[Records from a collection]
------------
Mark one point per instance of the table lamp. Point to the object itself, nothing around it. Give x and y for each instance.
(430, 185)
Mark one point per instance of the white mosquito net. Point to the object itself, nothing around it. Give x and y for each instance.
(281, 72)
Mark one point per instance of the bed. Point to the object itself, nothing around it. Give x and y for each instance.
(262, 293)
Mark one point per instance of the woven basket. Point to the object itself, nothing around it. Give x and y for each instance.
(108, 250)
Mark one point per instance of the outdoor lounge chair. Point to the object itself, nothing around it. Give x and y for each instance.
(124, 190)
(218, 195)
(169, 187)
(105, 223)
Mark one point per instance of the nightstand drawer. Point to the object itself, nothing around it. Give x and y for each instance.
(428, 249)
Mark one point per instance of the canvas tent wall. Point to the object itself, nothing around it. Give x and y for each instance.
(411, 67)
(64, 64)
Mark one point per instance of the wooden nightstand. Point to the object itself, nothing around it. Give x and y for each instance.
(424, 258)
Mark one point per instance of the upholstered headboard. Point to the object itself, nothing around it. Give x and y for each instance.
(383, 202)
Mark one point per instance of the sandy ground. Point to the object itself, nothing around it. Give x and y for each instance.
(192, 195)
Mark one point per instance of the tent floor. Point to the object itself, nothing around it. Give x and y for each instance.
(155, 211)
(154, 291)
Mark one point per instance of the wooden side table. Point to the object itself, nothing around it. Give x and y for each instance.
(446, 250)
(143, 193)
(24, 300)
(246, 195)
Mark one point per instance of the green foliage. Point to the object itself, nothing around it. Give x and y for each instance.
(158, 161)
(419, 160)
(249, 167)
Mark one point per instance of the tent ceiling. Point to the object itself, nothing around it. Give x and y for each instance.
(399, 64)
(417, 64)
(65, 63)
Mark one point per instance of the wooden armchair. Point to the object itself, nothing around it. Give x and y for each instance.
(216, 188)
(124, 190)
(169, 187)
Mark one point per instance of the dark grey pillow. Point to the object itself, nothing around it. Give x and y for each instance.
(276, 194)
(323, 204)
------------
The full set of entries should appear again, unchanged, line by line.

#### Task answer:
Mark one point per instance of the table lamp. Point to the object itself, nothing around it. Give x and y for each instance.
(430, 185)
Mark one point per instance of the white mosquito net. Point to the object itself, nothing around it. Give x and y for each instance.
(281, 72)
Mark one point per instance of the bed. Point to the object itself, nothing around it. Give x and y for each instance.
(262, 293)
Mark one point per instance of the woven basket. Point to the object itself, nothing around it. Give x and y for each instance.
(108, 250)
Mark one point per instance of the outdoor lounge chair. Point to the object itself, nothing around it. Give x and y for each instance.
(124, 190)
(218, 195)
(169, 187)
(105, 223)
Mark one point per instance of the nightstand drawer. Point to the object itself, nothing around it. Give x and y for each instance.
(428, 249)
Mark one point per instance of the canvas tent wall. Point to the object itself, nothing around it. Give x and y for each instance.
(411, 67)
(64, 64)
Mark one point per instance of the wooden nightstand. Point to the object itself, nothing around it. Give x and y for each instance.
(424, 258)
Mark one point per instance of the upholstered headboard. Point to the object itself, nothing around it. Give x and y for each instance.
(383, 202)
Mark one point per instance of the sandy ground. Point to the object itself, nothing around it. Give x and y for each instance.
(192, 195)
Mark one point per instance of the tent floor. Point to the object itself, nothing around it. Give x and y for each instance.
(155, 211)
(154, 291)
Mark one point per instance of the wooden side table. Point to the object itself, nothing around it. Give x and y for each instance.
(446, 250)
(143, 193)
(24, 300)
(246, 195)
Mark one point per instance of the green foliage. Point to the object itself, nothing around it. Give x and y for each instance.
(158, 161)
(419, 160)
(249, 167)
Mark one point per instance of the tent ceiling. Point to the object itself, nothing around it. Give x and y for each instance.
(399, 64)
(417, 64)
(65, 63)
Mark one point per instance of the wooden armchair. Point to the object itself, nothing around it. Give x and y for each instance.
(216, 188)
(124, 190)
(169, 187)
Mark one point per instance of the dark grey pillow. Point to the object itself, nothing around it. Give x and y for each instance.
(276, 194)
(323, 204)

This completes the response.